Duterte ritira la candidatura a senatore, Marcos in testa nei sondaggi
Il presidente filippino spiana la strada al figlio dell'ex dittatore del Paese. La debolezza delle istituzioni statali e il deterioramento dell'economia fanno prediligere "uomini forti" al potere, dicono gli esperti. In più l'epoca dell'autoritarismo viene dipinta come "un'età dell'oro".
Manila (AsiaNews/Agenzie) - Ieri il presidente filippino Rodrigo Duterte ha ritirato la propria candidatura a senatore. La revoca è avvenuta poche ore dopo che il suo braccio destro, il senatore Christopher "Bong" Go, ha ufficializzato la decisione di abbandonare la corsa presidenziale. Duterte ha detto che preferisce “concentrarsi” sulla risposta alla pandemia e “assicurarsi” che le elezioni presidenziali previste per il prossimo maggio si svolgano “in maniera pacifica e ordinata”, ha fatto sapere il suo portavoce.
A guidare ora i sondaggi è il figlio e omonimo dell’ex dittatore del Paese Ferdinand Marcos, il quale ha stretto un’alleanza con la figlia di Duterte, Sara, in corsa per la carica di vice presidente. Il figlio Sebastian è invece in lizza per l’elezione a sindaco di Davao, ruolo che è già stato ricoperto da tutto il resto della famiglia. Nei sondaggi "Bongbong" Marcos è seguito dalla attuale vicepresidente Leni Robredo, dal sindaco della capitale Francisco (Isko) Moreno Domagoso e dalla star del pugilato Manny Pacquiao.
A questo punto un ritorno alla presidenza della famiglia Marcos appare sempre più probabile. Secondo le indagini condotte dal Social Weather Stations, quasi la metà della popolazione filippina voterebbe per Marcos Junior. Leni Robredo, al secondo posto nei sondaggi, gode di una popolarità nettamente inferiore con il 18% delle preferenze al momento. Non è ancora detta l’ultima parola, visto che le elezioni sanno essere imprevedibili e sul figlio dell’ex dittatore pendono delle condanne per evasione fiscale che potrebbero squalificarlo dalla corsa per il Palazzo di Malacañan. Tuttavia gli analisti si sono interrogati sulle cause della sfrenata popolarità di Marcos, il cui padre negli anni ‘70 impose la legge marziale e represse con la violenza gli oppositori politici.

## Elenco estratto:
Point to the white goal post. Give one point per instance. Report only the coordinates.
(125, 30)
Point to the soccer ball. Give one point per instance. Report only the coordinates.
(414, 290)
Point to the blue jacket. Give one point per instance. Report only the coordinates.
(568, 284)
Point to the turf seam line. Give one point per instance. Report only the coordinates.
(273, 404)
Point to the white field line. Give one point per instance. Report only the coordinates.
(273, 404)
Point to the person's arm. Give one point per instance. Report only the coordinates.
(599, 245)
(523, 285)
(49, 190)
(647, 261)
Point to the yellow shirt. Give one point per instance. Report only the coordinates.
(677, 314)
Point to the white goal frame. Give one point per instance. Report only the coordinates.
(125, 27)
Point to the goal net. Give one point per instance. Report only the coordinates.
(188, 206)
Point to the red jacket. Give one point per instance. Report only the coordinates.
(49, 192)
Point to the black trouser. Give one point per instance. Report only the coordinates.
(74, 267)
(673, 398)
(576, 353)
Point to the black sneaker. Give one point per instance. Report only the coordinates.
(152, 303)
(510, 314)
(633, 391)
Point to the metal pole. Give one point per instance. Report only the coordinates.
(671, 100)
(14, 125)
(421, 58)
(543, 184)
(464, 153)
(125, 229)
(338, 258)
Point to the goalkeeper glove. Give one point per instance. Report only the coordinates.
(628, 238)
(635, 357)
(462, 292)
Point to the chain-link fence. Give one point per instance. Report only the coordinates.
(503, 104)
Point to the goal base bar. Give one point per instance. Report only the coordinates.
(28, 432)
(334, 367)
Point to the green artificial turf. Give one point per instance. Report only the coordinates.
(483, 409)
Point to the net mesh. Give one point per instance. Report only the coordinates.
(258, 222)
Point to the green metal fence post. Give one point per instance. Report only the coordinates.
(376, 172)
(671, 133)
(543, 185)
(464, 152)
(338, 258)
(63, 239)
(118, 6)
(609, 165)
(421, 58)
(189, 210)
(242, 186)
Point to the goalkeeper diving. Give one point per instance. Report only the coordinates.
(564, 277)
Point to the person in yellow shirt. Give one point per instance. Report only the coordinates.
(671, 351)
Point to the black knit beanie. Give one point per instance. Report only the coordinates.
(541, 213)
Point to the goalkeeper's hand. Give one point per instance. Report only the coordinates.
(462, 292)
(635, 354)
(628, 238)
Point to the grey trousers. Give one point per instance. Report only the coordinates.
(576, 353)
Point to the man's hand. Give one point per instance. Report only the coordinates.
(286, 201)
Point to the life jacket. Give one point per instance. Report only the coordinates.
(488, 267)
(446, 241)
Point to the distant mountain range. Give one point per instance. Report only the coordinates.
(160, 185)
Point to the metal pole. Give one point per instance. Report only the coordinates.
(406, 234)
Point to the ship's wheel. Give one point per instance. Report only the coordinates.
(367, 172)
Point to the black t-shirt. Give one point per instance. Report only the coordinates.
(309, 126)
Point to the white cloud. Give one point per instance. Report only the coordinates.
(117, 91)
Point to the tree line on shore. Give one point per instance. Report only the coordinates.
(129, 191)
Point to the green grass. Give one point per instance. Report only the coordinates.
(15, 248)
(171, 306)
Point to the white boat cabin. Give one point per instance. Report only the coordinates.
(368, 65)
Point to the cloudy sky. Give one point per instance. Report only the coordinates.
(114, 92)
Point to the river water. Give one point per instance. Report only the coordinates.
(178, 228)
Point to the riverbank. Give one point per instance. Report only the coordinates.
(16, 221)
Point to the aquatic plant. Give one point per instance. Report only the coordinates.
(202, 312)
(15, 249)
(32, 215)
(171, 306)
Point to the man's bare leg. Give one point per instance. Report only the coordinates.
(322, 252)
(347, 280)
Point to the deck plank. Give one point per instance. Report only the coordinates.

## Consegna:
Cita testualmente il passo dell'articolo sulle elezioni filippine che va da "Duterte ritira la" fino a "il suo portavoce.", estremi compresi.

## Soluzione:
Duterte ritira la candidatura a senatore, Marcos in testa nei sondaggi
Il presidente filippino spiana la strada al figlio dell'ex dittatore del Paese. La debolezza delle istituzioni statali e il deterioramento dell'economia fanno prediligere "uomini forti" al potere, dicono gli esperti. In più l'epoca dell'autoritarismo viene dipinta come "un'età dell'oro".
Manila (AsiaNews/Agenzie) - Ieri il presidente filippino Rodrigo Duterte ha ritirato la propria candidatura a senatore. La revoca è avvenuta poche ore dopo che il suo braccio destro, il senatore Christopher "Bong" Go, ha ufficializzato la decisione di abbandonare la corsa presidenziale. Duterte ha detto che preferisce “concentrarsi” sulla risposta alla pandemia e “assicurarsi” che le elezioni presidenziali previste per il prossimo maggio si svolgano “in maniera pacifica e ordinata”, ha fatto sapere il suo portavoce.